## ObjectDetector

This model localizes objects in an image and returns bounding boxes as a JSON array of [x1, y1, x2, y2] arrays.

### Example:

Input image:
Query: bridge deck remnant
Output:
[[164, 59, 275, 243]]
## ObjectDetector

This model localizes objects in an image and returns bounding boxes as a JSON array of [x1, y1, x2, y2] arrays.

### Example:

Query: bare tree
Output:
○ ○ ○ ○ ○ ○ ○
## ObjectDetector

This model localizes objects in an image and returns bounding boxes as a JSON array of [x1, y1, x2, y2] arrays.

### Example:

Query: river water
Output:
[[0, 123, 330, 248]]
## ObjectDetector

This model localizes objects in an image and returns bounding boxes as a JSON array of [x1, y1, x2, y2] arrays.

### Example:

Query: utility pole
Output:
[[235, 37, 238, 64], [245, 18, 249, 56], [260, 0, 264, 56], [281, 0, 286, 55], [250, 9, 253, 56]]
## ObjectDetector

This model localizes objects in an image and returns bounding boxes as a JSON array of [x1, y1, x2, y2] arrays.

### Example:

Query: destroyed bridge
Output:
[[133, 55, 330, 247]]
○ ○ ○ ○ ○ ○ ○
-- Task objective --
Collect every line in the rows above that contains the word "bridge", copying each one in full.

-- Result for this task --
Query: bridge deck remnant
Query: destroyed bridge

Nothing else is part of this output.